▶ _Task goal_
Reproduce each line below that contains the string "positive", treating uppercase and lowercase as distinct.

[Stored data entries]
◇ ◇ ◇ ◇
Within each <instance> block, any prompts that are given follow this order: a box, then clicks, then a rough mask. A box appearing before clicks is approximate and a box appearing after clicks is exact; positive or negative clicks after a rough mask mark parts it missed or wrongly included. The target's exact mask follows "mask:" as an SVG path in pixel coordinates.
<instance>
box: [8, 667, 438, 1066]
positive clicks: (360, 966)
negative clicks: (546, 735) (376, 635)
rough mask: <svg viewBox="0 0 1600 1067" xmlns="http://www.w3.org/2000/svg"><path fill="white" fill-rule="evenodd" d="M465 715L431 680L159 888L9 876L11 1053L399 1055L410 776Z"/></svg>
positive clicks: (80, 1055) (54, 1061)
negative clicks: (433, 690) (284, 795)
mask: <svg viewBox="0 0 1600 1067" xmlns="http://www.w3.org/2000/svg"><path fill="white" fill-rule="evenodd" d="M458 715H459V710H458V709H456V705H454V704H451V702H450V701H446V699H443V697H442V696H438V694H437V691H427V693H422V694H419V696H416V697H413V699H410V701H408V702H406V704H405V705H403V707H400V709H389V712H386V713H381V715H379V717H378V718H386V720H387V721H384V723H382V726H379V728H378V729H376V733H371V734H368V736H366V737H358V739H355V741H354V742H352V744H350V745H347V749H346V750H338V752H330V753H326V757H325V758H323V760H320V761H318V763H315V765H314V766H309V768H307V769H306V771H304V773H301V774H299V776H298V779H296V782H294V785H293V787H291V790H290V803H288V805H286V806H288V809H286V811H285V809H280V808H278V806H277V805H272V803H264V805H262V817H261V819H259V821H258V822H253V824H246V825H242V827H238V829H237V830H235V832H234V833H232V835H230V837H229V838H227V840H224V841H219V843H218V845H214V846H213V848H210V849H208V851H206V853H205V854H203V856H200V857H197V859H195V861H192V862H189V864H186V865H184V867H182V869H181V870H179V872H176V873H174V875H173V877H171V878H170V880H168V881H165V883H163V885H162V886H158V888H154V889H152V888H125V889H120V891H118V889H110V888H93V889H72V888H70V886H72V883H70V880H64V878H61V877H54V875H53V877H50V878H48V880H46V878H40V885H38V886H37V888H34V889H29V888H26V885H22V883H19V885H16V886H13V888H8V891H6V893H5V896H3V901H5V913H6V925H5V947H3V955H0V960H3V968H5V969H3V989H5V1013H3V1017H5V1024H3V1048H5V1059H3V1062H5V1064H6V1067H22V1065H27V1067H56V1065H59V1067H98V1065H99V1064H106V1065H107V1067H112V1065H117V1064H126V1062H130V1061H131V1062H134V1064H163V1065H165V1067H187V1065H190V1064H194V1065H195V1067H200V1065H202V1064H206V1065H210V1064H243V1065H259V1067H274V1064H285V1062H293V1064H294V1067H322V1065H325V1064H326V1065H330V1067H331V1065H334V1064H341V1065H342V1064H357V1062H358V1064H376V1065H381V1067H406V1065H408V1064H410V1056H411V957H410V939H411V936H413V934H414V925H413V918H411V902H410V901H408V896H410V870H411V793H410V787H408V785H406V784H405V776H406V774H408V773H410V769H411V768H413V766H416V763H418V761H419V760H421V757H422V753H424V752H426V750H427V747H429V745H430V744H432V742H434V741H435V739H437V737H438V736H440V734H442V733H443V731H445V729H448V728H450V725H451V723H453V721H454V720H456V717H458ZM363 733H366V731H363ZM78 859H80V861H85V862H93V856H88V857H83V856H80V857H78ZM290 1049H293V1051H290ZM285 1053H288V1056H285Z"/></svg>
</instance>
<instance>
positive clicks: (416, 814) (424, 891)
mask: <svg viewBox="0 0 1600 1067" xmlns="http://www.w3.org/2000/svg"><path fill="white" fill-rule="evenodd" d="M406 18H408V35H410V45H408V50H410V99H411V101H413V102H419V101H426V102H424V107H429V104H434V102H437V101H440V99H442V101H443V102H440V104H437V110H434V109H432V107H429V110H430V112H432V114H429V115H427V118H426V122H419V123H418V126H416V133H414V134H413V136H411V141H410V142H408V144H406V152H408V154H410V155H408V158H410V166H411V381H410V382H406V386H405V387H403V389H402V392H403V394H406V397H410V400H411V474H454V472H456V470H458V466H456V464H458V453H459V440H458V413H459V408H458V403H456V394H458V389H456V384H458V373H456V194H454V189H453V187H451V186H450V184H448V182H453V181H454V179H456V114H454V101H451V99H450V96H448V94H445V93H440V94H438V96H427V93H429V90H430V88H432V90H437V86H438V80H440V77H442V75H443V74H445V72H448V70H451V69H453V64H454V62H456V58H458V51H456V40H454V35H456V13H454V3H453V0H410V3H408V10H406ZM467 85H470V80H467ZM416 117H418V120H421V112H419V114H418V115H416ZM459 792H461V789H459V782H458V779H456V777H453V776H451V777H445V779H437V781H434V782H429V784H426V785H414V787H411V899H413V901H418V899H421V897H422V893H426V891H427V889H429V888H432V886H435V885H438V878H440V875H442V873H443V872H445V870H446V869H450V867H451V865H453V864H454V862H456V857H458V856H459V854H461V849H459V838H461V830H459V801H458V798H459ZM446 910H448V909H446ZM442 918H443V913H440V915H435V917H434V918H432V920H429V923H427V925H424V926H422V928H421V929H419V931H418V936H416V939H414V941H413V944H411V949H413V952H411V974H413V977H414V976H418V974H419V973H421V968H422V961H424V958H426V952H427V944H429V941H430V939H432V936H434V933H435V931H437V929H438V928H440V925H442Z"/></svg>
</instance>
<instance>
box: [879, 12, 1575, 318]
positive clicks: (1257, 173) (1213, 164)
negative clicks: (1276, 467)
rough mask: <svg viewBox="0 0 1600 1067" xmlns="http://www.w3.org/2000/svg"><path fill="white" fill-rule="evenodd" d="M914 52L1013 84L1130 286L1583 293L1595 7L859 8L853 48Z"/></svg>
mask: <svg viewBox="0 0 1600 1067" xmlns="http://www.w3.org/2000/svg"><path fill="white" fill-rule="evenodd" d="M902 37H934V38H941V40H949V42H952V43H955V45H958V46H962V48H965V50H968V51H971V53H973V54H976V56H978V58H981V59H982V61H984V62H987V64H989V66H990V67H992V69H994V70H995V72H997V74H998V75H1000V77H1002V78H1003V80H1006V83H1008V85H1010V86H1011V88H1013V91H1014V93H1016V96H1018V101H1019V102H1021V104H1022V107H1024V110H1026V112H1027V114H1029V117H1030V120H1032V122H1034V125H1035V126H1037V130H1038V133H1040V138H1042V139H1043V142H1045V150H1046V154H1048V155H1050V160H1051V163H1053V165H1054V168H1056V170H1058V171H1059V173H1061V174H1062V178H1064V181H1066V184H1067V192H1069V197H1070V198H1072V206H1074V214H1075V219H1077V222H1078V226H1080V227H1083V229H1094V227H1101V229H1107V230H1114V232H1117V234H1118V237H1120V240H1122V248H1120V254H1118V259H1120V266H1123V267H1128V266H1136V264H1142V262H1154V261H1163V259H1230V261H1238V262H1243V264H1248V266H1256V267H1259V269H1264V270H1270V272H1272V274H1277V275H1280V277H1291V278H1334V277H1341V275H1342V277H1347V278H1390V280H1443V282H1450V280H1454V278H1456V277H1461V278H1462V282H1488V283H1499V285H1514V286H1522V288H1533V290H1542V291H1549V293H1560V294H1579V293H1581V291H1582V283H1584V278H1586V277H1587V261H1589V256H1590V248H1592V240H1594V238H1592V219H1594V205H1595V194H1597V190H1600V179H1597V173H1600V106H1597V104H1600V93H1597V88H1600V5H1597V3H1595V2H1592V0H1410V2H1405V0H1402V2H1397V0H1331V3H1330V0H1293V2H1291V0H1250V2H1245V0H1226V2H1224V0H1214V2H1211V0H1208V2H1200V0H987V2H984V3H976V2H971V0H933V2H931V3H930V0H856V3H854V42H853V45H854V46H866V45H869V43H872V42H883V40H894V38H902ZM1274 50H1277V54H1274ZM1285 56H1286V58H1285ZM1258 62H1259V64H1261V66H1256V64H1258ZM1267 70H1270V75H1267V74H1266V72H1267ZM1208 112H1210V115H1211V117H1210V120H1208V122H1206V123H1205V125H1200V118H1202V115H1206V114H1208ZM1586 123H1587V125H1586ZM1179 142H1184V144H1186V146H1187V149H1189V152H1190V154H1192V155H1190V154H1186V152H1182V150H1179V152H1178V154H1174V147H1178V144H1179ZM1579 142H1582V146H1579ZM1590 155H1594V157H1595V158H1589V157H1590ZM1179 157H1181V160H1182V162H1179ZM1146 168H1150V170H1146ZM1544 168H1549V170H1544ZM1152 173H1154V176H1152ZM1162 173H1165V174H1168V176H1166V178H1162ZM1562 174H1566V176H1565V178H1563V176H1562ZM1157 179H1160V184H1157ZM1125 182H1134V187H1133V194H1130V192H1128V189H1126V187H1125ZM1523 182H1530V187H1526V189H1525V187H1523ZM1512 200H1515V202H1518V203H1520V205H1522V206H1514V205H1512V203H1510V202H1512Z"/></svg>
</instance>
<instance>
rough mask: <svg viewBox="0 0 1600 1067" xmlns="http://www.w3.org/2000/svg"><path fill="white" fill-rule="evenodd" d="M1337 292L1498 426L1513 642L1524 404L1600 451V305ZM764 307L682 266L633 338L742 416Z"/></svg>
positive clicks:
◇ ◇ ◇ ◇
▶ _Response box_
Within each <instance> block, any prompts that are given follow this order: a box, then clicks, then a rough mask. A box appearing before clicks is approximate and a box appearing after clicks is exact; positive or negative clicks after a rough mask mark parts it missed or wrongly included. The target's exact mask follows "mask:" as an SVG path in pixel coordinates.
positive clicks: (360, 966)
positive clicks: (80, 1055) (54, 1061)
positive clicks: (416, 814) (424, 891)
positive clicks: (1257, 173) (1213, 164)
positive clicks:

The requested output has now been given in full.